→ PROBLEM REQUIREMENTS
Please find every line in the records that contains the word "Current" and copy each of those lines. Case counts.

---------- DATA SUPPLIED ----------

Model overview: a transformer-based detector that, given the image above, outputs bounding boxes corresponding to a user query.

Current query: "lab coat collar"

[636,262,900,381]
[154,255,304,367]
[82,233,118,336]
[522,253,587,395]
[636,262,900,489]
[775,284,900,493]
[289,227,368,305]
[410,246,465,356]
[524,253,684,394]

----------
---------- DATA SUPPLIED ----------

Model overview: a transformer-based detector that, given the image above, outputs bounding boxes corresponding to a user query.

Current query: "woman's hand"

----------
---------- DATA SUPPLIED ----------

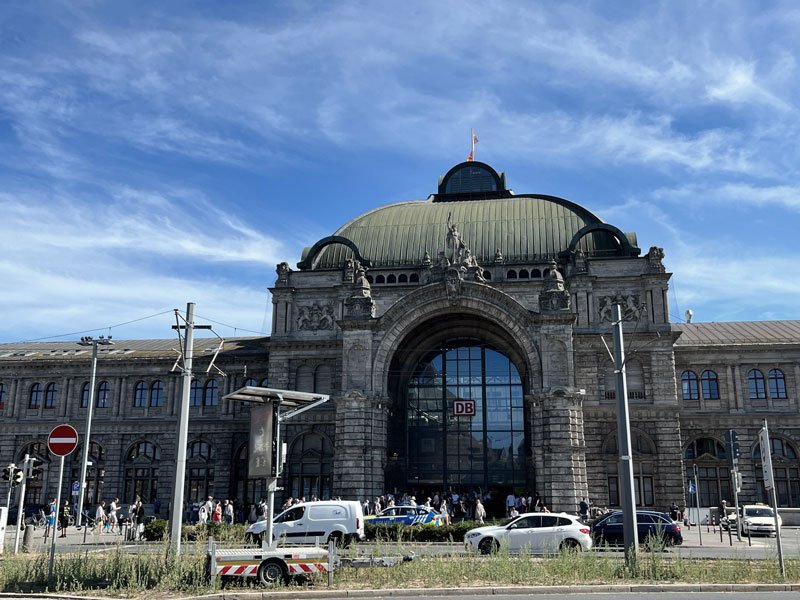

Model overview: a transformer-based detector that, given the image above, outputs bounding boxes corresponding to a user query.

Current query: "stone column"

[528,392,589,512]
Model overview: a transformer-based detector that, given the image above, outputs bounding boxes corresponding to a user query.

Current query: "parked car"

----------

→ THE SOLUTION
Current query: "lab coat collar"
Current query: "woman's hand"
Current query: "stone column"
Current query: "parked car"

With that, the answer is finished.